## Exercise goal
Reproduce every one of the items below word for word, changing nothing.

***** Records to process

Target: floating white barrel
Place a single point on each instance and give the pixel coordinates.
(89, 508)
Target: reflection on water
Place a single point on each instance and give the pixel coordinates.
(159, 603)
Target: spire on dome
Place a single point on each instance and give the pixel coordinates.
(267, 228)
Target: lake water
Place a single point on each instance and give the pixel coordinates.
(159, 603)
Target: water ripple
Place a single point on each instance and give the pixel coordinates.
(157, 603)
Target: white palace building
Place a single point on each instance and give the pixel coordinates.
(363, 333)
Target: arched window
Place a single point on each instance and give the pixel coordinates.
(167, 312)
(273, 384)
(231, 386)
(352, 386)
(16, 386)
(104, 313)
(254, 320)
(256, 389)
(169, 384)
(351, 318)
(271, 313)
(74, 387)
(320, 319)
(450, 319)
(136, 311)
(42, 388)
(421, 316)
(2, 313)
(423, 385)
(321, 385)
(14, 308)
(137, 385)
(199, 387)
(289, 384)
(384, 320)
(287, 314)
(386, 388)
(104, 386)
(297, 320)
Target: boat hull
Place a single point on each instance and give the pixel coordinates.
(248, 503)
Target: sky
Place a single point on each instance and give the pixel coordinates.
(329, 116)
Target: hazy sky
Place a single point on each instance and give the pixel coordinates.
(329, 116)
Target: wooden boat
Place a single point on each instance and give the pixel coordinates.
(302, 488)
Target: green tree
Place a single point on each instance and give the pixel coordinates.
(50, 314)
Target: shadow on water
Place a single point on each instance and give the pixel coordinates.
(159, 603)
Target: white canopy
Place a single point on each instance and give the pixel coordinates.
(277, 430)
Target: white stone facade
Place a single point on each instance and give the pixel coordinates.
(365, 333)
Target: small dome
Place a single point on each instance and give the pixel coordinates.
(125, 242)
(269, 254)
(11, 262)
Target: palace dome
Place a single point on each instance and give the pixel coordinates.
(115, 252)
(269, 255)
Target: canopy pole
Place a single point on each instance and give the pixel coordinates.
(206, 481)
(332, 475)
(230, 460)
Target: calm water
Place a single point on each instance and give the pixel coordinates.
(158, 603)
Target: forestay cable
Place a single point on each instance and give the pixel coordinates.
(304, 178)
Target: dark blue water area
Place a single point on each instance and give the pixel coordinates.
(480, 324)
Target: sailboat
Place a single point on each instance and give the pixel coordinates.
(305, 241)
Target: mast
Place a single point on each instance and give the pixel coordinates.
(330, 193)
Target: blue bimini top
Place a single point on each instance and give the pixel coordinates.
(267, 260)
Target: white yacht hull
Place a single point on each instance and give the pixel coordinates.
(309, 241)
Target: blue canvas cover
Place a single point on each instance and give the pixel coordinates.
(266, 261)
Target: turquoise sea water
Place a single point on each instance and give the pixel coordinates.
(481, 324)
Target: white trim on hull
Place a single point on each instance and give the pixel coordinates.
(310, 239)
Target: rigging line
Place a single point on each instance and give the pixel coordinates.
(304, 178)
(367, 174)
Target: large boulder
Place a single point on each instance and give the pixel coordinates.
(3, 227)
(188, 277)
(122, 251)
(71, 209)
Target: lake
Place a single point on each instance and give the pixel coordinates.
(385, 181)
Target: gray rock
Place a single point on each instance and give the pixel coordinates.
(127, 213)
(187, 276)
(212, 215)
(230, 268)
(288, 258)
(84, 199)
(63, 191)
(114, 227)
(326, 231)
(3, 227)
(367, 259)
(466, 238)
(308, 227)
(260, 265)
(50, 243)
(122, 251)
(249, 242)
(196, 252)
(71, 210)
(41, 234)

**********

## Reply
Target: floating white barrel
Place a single point on each instance and give the pixel coordinates.
(89, 508)
Target: reflection on water
Place a single point on each instance and give the pixel coordinates.
(159, 603)
Target: spire on dome
Place a single point on each instance and give the pixel coordinates.
(267, 228)
Target: lake water
Place a single point on each instance and give the pixel coordinates.
(159, 603)
Target: water ripple
Place a single point on each instance and give the pixel coordinates.
(157, 603)
Target: white palace building
Place a single point on each instance and give the pixel coordinates.
(363, 333)
Target: arched window
Place a single point on each instance and give the pixel coordinates.
(167, 312)
(273, 384)
(231, 386)
(352, 386)
(16, 386)
(104, 313)
(254, 320)
(256, 389)
(169, 384)
(351, 318)
(271, 313)
(74, 387)
(320, 319)
(450, 319)
(136, 311)
(42, 388)
(421, 316)
(2, 313)
(423, 385)
(321, 385)
(14, 308)
(137, 385)
(199, 387)
(289, 384)
(384, 320)
(287, 314)
(386, 388)
(104, 386)
(297, 320)
Target: boat hull
Place a single point on each instance and give the pixel coordinates.
(248, 503)
Target: sky
Place a single point on each instance and give the pixel coordinates.
(329, 116)
Target: hazy sky
Place a single point on each instance and give the pixel coordinates.
(329, 116)
Target: wooden boat
Place a single point on each instance and give the pixel coordinates.
(302, 488)
Target: green tree
Place a single point on each instance and give the pixel coordinates.
(50, 314)
Target: shadow on water
Place a single point on each instance and give the pixel coordinates.
(159, 603)
Target: white canopy
Place a single point on each instance and give the pixel coordinates.
(277, 430)
Target: white stone facade
Place a single point on each instance and give the pixel coordinates.
(365, 333)
Target: small dome
Place a single point on each instance and give the pixel coordinates.
(125, 242)
(269, 254)
(11, 262)
Target: palace dome
Place a single point on each instance and give the pixel coordinates.
(115, 252)
(269, 255)
Target: canopy pole
Place a single point on each instance and give the pixel coordinates.
(206, 481)
(332, 475)
(230, 460)
Target: calm water
Place a single point on each instance and give the pixel coordinates.
(158, 603)
Target: forestay cable
Place a single point on each instance and give the pixel coordinates.
(304, 178)
Target: dark blue water area
Place a single point on each instance and give the pixel coordinates.
(480, 324)
Target: sailboat
Place a single point on each instance and give the pixel coordinates.
(305, 241)
Target: mast
Place a single point on each instance and give the pixel coordinates.
(330, 193)
Target: blue bimini top
Place a single point on each instance and give the pixel coordinates.
(267, 260)
Target: white yacht hull
Place a single point on each instance and give the pixel coordinates.
(309, 241)
Target: blue canvas cover
Place a single point on each instance and give the pixel coordinates.
(266, 261)
Target: turquoise sea water
Place a single point on each instance and give the pixel coordinates.
(481, 324)
Target: white trim on hull
Place a single point on each instance and give the pixel coordinates.
(310, 239)
Target: rigging line
Place a single point on each instance and give the pixel coordinates.
(304, 178)
(367, 174)
Target: large boulder
Place a single point on each instance and give the pixel coordinates.
(3, 227)
(188, 277)
(122, 251)
(71, 209)
Target: lake
Place a single point on each instance and give the pixel coordinates.
(385, 181)
Target: gray rock
Place a single point on each instance and give the pixel coordinates.
(127, 213)
(187, 276)
(212, 215)
(230, 268)
(288, 258)
(84, 199)
(63, 191)
(114, 227)
(326, 231)
(3, 227)
(367, 259)
(466, 238)
(308, 227)
(260, 265)
(50, 243)
(122, 251)
(249, 242)
(196, 252)
(71, 210)
(41, 234)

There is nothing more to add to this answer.